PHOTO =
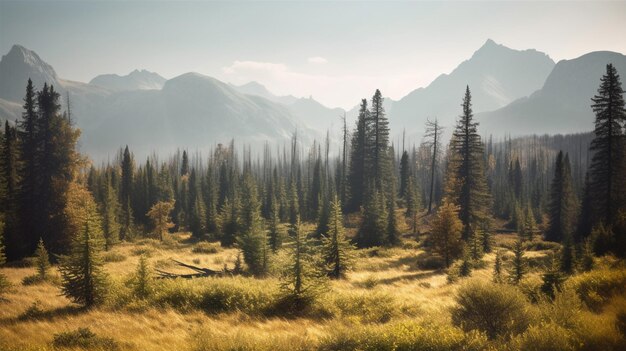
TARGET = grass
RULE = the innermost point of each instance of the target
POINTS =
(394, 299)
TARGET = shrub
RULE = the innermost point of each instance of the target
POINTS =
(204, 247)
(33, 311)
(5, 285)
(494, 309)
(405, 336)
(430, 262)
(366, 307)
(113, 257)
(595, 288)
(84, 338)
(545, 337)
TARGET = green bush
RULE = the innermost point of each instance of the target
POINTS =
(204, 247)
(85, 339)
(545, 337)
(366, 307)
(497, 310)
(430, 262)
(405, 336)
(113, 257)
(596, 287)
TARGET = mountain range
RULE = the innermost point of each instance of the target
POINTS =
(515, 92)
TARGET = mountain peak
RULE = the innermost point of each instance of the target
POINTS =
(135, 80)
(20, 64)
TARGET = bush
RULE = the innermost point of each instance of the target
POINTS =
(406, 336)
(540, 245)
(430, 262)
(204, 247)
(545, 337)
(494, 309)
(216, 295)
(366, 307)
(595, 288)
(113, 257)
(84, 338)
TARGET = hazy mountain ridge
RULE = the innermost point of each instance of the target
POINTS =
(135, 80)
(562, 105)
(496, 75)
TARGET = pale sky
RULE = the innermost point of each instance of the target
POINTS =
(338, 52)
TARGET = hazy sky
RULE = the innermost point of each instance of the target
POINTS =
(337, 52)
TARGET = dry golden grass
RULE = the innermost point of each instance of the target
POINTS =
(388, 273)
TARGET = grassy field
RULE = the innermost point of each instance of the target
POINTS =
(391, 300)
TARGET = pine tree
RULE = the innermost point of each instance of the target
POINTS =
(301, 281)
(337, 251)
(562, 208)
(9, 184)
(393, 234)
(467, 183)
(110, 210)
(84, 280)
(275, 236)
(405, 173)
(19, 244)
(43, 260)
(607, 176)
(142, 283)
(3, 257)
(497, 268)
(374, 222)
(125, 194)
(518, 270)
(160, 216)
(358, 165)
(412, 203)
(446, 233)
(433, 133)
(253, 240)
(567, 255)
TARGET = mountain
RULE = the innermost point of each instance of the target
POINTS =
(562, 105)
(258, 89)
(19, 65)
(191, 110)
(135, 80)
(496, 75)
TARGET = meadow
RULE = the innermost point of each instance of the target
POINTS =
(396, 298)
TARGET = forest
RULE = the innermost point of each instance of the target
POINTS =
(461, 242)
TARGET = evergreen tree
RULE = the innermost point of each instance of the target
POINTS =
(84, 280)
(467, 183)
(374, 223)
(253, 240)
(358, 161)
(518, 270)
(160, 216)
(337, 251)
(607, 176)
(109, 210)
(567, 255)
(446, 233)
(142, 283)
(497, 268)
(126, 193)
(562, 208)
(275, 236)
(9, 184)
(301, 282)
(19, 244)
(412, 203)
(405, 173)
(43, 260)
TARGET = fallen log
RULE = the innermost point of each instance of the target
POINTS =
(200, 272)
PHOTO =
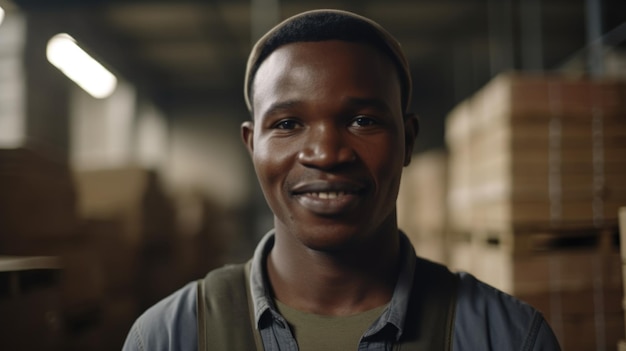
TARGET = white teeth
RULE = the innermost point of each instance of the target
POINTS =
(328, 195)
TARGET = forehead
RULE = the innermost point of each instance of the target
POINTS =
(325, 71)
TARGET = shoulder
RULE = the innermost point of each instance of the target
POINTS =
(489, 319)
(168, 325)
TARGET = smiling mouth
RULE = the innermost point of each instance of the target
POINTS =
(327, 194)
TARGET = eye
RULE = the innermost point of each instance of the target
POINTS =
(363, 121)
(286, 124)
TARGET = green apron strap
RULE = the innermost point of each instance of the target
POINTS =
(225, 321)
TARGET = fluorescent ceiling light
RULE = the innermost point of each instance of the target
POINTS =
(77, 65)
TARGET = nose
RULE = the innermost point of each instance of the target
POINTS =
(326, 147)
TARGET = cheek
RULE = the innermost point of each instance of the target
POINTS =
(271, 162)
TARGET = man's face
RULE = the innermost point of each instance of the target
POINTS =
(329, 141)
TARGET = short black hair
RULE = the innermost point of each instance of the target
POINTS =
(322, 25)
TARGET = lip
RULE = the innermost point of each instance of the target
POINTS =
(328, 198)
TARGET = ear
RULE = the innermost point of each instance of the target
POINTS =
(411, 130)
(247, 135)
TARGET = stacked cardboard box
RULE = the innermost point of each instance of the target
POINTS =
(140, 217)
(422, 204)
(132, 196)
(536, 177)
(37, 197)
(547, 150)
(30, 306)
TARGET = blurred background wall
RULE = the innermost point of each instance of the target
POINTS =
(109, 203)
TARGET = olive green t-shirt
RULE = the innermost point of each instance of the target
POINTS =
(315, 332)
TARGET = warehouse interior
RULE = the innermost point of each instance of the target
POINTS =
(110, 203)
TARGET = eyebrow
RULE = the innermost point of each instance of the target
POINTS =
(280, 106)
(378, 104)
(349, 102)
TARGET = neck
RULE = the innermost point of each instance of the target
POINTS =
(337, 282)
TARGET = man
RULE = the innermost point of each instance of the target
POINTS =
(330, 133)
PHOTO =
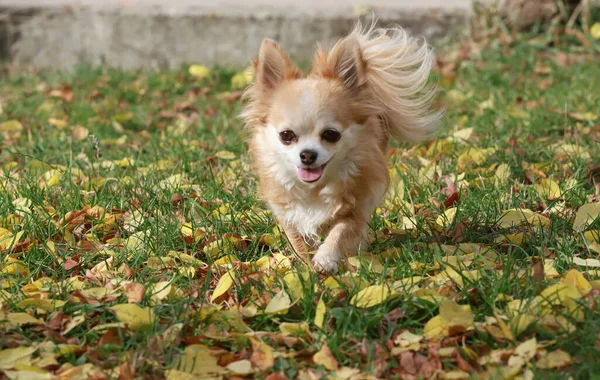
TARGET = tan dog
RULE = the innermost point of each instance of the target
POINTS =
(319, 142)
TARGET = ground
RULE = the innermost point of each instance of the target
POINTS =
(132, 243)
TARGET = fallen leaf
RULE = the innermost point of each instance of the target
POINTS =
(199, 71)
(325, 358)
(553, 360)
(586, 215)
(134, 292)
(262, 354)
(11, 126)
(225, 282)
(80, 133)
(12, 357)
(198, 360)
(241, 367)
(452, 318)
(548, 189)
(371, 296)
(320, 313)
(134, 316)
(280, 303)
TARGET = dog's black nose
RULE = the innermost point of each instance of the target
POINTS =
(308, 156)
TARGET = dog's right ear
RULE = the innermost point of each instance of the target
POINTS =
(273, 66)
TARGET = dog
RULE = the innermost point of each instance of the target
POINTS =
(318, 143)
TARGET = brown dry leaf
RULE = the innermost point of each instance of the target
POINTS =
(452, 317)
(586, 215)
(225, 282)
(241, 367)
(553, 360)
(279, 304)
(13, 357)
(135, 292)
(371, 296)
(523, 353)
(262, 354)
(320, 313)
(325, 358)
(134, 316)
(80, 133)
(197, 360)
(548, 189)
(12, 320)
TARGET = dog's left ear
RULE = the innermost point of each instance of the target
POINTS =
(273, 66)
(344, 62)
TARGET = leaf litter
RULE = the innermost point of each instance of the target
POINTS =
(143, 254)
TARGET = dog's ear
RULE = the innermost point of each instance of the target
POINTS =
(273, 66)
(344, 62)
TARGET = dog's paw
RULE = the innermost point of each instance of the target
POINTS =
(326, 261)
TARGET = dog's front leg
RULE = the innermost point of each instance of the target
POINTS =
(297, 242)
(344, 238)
* * *
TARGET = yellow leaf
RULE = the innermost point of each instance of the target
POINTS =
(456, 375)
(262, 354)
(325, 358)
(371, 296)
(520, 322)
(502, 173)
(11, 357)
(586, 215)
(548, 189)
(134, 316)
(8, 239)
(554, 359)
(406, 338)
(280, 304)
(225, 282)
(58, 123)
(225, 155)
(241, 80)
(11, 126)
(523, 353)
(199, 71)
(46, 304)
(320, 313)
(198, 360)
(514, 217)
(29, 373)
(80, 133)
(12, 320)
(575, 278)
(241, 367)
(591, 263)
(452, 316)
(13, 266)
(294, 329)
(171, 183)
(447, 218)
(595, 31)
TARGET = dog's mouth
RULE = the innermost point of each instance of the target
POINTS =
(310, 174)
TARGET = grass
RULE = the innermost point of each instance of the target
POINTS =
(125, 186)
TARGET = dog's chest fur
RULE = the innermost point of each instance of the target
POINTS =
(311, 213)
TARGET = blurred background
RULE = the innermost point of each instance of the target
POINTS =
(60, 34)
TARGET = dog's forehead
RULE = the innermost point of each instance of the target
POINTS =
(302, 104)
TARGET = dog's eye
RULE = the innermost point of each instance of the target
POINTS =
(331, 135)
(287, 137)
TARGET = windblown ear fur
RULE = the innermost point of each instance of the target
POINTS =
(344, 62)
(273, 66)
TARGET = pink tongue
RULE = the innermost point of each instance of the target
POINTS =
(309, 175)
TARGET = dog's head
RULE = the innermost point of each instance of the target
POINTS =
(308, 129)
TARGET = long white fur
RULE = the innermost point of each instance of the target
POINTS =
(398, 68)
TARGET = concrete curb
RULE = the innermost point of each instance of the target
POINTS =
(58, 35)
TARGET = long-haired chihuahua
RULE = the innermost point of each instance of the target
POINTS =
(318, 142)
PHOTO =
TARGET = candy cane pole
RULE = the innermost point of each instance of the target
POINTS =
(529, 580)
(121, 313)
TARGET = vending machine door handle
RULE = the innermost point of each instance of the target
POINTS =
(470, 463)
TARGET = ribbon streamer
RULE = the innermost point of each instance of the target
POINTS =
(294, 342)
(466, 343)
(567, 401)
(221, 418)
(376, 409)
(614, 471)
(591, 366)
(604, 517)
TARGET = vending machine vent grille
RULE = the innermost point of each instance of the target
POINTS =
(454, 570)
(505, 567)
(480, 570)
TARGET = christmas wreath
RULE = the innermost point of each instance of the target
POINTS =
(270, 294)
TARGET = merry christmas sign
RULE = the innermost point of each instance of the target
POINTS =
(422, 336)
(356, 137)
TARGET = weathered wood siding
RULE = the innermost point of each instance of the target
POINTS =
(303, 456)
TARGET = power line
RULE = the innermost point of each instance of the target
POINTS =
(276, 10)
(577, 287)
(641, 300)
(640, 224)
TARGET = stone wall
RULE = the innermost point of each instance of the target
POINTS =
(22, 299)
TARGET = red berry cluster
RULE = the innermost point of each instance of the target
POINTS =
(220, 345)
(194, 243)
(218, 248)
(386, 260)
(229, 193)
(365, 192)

#### [Task to carry out]
Pick out every line in the entries above that contains the word "leaf", and copy each one as it appears.

#### [Exercise result]
TARGET = fallen leaf
TARGET = brown dry leaf
TARGET = leaf litter
TARGET = yellow leaf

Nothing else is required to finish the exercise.